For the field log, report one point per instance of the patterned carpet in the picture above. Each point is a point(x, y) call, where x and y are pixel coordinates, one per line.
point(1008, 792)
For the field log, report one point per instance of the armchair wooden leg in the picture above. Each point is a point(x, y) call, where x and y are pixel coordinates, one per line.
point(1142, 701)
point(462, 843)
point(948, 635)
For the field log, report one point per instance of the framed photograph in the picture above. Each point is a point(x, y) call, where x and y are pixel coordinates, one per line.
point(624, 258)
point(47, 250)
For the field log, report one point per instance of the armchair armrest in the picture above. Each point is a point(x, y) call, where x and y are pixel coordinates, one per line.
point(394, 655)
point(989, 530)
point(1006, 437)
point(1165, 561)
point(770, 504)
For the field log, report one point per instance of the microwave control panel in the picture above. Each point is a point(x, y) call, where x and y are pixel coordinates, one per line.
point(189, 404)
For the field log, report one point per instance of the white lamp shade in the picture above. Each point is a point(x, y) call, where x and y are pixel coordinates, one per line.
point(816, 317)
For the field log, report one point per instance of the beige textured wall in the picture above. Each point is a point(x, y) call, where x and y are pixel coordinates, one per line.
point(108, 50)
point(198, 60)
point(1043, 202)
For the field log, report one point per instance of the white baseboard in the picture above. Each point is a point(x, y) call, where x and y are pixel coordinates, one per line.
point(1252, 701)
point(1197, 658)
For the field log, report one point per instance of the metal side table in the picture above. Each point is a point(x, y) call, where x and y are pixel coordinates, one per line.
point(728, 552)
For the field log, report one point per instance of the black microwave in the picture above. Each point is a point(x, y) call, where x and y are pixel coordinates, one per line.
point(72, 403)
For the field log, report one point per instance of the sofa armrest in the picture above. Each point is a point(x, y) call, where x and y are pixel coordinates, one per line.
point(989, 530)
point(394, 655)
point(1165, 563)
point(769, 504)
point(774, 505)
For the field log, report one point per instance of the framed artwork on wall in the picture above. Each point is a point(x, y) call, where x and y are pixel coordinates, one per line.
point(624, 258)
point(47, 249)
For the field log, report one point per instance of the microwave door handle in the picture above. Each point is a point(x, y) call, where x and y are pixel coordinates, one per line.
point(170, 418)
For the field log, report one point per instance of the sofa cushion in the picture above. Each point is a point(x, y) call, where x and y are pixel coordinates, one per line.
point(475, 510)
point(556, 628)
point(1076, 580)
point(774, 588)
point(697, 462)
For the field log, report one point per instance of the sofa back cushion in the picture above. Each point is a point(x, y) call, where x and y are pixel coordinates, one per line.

§ **Exercise**
Output each of the records exactly as it stands above.

§ **Written response**
For the field log, report one point per instance of the patterned carpet in the picture above. Each point is a point(x, y) call, where x and y are pixel coordinates, one per line.
point(1008, 792)
For the field log, report one point per instance of the armchair wooden leg in the picture above. Each point is a point(x, y) call, where x and y are pixel coordinates, one per line.
point(1142, 701)
point(462, 843)
point(948, 635)
For the field log, report one point per instance of the framed photograph in the picture above. Each point is a point(x, y) call, where x and y are pixel coordinates, one per line.
point(624, 258)
point(47, 250)
For the field log, report one point per instance of the armchair armrest in the picture above. Each point is a point(x, y) call, where x and y are pixel coordinates, one per line.
point(394, 655)
point(989, 530)
point(1006, 437)
point(1165, 561)
point(770, 504)
For the field log, report one point per instance of the microwave control panel in the picture above. Each point is a point(x, y) call, where x and y are pixel coordinates, one per line.
point(189, 404)
For the field log, report one point per instance of the white lamp shade in the picture above. Each point is a point(x, y) call, where x and y are pixel coordinates, one per line.
point(816, 317)
For the field log, report one point per instance of the beige textured wall in the picture above. Each point is a point(x, y) call, where x and y are pixel coordinates, one per line.
point(108, 50)
point(198, 60)
point(1043, 202)
For the field log, report one point per instance of the white baseboard in the picture above. Each point is a point(x, y) call, where x and y are pixel coordinates, one per line.
point(1252, 701)
point(1197, 658)
For the field log, report one point per instance of the metal side table in the picture above. Each point is a point(x, y) call, where x and y are pixel coordinates, one per line.
point(728, 552)
For the field log, report one point per instance of the black microwave in the picture above. Each point is a point(x, y) call, where x and y are pixel coordinates, one per line.
point(72, 403)
For the field log, report one point per instance of the sofa armrest in the picture above. Each point is a point(x, y) call, where x and y are pixel coordinates, one per line.
point(989, 530)
point(394, 655)
point(1165, 563)
point(769, 504)
point(774, 505)
For the field log, report one point per instance of the framed artwork on wall in the picture above. Each point is a point(x, y) call, where x and y are pixel coordinates, one per line.
point(624, 258)
point(47, 249)
For the field log, report one point per instance of the microwave door handle in the picture above. Each point is a point(x, y) call, where x and y are pixel coordinates, one per line.
point(170, 418)
For the field log, report one point per instance of the sofa cushion in the picture above. Each point is a point(x, y) call, where x and y are pixel coordinates, one per line.
point(475, 510)
point(556, 628)
point(1076, 580)
point(774, 588)
point(697, 462)
For the field log, report one point per instance of the sofa back cushion in the picture above. Each point is a point(x, y) call, where x and y are pixel coordinates, one per line.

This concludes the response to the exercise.